--- BEGIN Data to use ---
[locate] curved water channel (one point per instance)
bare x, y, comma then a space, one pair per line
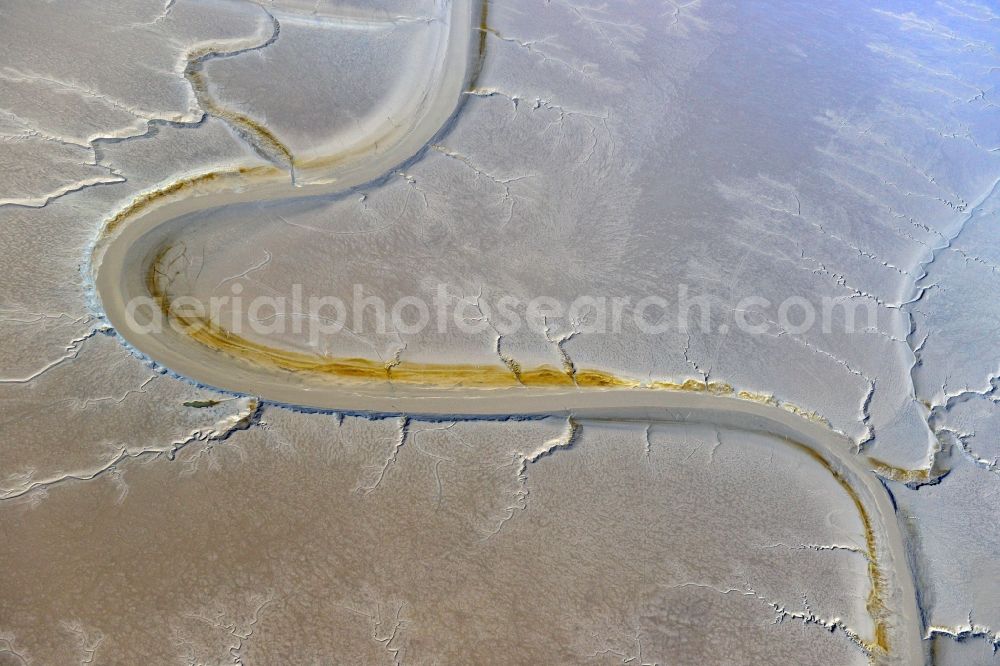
133, 241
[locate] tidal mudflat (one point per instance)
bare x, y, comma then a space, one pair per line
499, 332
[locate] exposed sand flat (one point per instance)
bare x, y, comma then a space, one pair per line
708, 477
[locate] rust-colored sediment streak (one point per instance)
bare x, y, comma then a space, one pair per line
875, 604
212, 335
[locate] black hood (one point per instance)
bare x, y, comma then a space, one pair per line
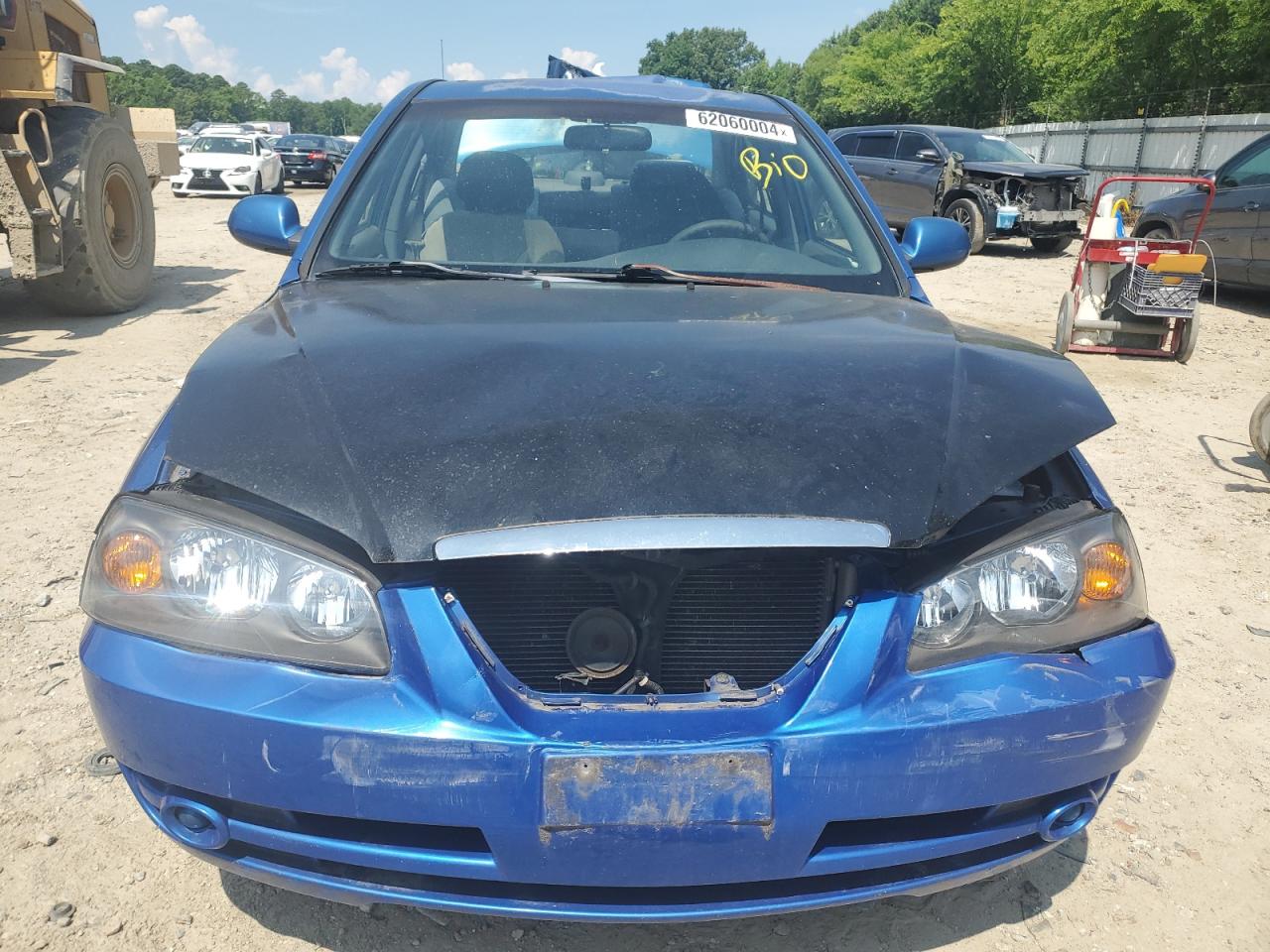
1035, 172
400, 411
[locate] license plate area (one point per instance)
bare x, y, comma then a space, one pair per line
731, 787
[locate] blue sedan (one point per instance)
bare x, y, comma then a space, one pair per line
598, 524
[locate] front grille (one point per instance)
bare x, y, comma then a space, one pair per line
207, 182
749, 615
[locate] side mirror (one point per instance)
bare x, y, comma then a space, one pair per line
931, 244
267, 223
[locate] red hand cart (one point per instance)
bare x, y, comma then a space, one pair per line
1134, 289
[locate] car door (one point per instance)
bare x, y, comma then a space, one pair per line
1237, 225
875, 154
913, 176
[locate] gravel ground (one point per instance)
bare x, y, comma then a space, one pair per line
1178, 858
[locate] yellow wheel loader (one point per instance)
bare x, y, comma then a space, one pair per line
75, 178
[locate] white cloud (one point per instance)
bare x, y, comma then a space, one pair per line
463, 70
352, 80
391, 84
584, 59
203, 55
151, 18
168, 39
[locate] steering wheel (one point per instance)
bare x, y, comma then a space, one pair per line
738, 227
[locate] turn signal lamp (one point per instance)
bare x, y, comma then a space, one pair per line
1106, 571
132, 562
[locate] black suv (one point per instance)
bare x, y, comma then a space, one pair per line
316, 159
1238, 226
983, 181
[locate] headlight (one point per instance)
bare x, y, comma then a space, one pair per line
203, 583
1051, 593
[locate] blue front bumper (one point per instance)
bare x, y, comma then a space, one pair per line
435, 784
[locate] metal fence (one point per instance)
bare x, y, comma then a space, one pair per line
1184, 145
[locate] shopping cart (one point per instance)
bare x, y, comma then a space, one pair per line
1143, 291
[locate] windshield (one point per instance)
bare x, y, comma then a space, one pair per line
302, 143
585, 188
982, 148
213, 144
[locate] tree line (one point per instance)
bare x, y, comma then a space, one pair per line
969, 62
199, 95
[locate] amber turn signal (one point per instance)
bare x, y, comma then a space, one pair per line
131, 562
1106, 571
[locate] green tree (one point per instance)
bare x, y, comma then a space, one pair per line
781, 79
978, 70
879, 79
717, 58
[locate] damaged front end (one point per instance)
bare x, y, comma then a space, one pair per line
839, 616
1019, 200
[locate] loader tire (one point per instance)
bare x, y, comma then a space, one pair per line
99, 185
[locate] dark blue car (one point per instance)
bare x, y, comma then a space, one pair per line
598, 524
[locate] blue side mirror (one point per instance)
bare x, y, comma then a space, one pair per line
931, 244
267, 223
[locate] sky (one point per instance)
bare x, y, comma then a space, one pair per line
370, 50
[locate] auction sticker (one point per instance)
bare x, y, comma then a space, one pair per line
739, 125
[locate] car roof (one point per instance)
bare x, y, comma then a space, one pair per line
612, 89
905, 127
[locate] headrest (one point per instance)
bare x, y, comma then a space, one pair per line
674, 176
498, 182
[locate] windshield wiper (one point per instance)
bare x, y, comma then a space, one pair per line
418, 270
662, 275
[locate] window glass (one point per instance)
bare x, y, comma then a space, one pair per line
983, 148
876, 146
222, 144
911, 144
1250, 171
584, 188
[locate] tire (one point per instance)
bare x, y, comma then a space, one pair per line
1051, 244
1189, 335
1066, 325
966, 213
1259, 428
99, 185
--- END Data to use ---
* [What is asked]: Can you set down, unchanged, the lines from the one holding "[locate] tire (one point per instance)" through the end of the records above, including both ends?

* [Correct result]:
[locate] tire (one point per instance)
bare x, y, comma then a space, one pair per line
1051, 244
1189, 335
1066, 325
966, 213
1259, 428
99, 185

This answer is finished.